◆ Consegna scritta 1:
Inserisci in una lista JSON di stringhe i record, dall'inizio fino alla riga con "x=827, y=633" inclusa. Ogni stringa corrisponde a una riga, e le righe vuote vanno omesse.

══ Brano scelto

Nel 1959 i Beck ricevono per posta un manoscritto di Jack Gelber, la prima prova di uno scrittore allora ventiseienne: si tratta di The Connection, che sarà lo spettacolo più famoso del Living fino a The Brig. Si tratta della storia di un gruppo di drogati in un appartamento, che mentre attendono il loro spacciatore (in gergo connection, cioè intermediario) si comportano come tutti i drogati: si somministrano dosi. Tuttavia non si tratta di attori, ma di veri drogati che la compagnia assume per fare davanti a un pubblico ciò che fanno abitualmente, mescolando scene recitate ad altre improvvisate. Si crea così un forte intreccio fra realtà e finzione che sconvolge e disorienta il pubblico, confuso fra le improvvisazioni vere e quelle false e addirittura scioccato (nella scena dell’overdose avvengono alcuni svenimenti). La critica, invece, apprezza notevolmente questo spettacolo del Living, che viene riproposto per tre anni di seguito. Verrà successivamente riadattato nel 1962 in ambito cinematografico da Shirley Clarke, una regista appartenente al New American Cinema Group.

In questa seconda fase il Living non ha una sede fissa. I Beck trovano un magazzino fra la Quattordicesima Strada e la Sesta Avenue solo a giugno 1957, cioè due anni dopo l’abbandono dello Studio, ma passerà un altro anno e mezzo prima che i coniugi ottengano i permessi per ristrutturare il luogo (dietro a un progetto dell’architetto Paul R. Williams) e poi riescano ad allestirlo, tutto da soli. La sua inaugurazione avviene il 13 gennaio 1959 con la messa in scena di Many Loves di William Carlos Williams. Il nome del nuovo locale prende il nome della compagnia, Living Theatre: i Beck vi staranno fino al 1964, cioè fino al loro abbandono degli Stati Uniti.

Teatro della crudeltà (1959-1963) e The Brig

Tipico di Julian Beck e Judith Malina è rinnegare la propria attività precedente ogni volta che si intraprende una nuova fase. Così avviene anche quando il Living abbandona il metateatro: Beck scriverà che spettacoli come Tonight We Improvise e The Connection utilizzavano «un espediente […] fondamentalmente disonesto», «una frode». Se gli spettatori applaudivano «non era perché stavano al gioco, ma perché ci cascavano»[11]. Per i fondatori del Living, l’inganno non è più il mezzo con cui si vuole coinvolgere il pubblico[12].

════
══ Record di partenza

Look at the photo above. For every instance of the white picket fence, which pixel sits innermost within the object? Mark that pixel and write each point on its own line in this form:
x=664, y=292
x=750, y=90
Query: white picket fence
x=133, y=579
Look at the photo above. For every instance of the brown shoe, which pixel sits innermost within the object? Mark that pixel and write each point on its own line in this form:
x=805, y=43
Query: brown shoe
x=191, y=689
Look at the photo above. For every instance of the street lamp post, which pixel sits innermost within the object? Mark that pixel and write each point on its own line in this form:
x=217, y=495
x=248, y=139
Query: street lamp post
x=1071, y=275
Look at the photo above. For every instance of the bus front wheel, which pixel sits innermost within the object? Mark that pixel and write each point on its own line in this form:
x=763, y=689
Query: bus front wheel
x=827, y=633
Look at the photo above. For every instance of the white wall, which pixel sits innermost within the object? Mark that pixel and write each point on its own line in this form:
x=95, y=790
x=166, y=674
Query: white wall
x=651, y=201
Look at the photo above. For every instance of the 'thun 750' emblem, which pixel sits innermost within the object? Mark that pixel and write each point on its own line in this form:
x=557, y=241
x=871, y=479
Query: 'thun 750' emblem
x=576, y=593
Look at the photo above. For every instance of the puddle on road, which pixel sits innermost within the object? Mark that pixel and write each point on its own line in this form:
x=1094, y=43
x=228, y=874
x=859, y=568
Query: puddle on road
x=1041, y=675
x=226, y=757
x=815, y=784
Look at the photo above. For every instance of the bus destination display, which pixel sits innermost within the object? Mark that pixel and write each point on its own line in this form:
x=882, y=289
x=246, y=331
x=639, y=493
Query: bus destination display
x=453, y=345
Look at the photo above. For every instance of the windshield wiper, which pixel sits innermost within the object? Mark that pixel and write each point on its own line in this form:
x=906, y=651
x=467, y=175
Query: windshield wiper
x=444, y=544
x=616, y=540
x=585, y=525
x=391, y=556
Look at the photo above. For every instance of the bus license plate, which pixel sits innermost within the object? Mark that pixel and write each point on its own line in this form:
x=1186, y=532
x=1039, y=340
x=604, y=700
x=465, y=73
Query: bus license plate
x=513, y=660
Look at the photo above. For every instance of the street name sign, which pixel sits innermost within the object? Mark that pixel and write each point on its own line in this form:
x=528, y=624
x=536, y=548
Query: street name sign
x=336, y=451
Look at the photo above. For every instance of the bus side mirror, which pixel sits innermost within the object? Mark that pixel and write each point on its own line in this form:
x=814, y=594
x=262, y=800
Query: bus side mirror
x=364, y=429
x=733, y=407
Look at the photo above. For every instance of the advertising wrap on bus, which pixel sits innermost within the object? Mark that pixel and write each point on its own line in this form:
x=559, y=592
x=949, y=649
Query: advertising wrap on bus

════

◆ Consegna scritta 2:
Secondo il brano sul Living Theatre, perché Beck definisce «una frode» spettacoli come The Connection? Rispondi in una o due frasi.

◆ Soluzione 1:
[
  "Look at the photo above. For every instance of the white picket fence, which pixel sits innermost within the object? Mark that pixel and write each point on its own line in this form:",
  "x=664, y=292",
  "x=750, y=90",
  "Query: white picket fence",
  "x=133, y=579",
  "Look at the photo above. For every instance of the brown shoe, which pixel sits innermost within the object? Mark that pixel and write each point on its own line in this form:",
  "x=805, y=43",
  "Query: brown shoe",
  "x=191, y=689",
  "Look at the photo above. For every instance of the street lamp post, which pixel sits innermost within the object? Mark that pixel and write each point on its own line in this form:",
  "x=217, y=495",
  "x=248, y=139",
  "Query: street lamp post",
  "x=1071, y=275",
  "Look at the photo above. For every instance of the bus front wheel, which pixel sits innermost within the object? Mark that pixel and write each point on its own line in this form:",
  "x=763, y=689",
  "Query: bus front wheel",
  "x=827, y=633"
]

◆ Soluzione 2:
Beck li considera una frode perché, secondo lui, se gli spettatori applaudivano «non era perché stavano al gioco, ma perché ci cascavano». Per i fondatori del Living l'inganno non è più il mezzo con cui coinvolgere il pubblico.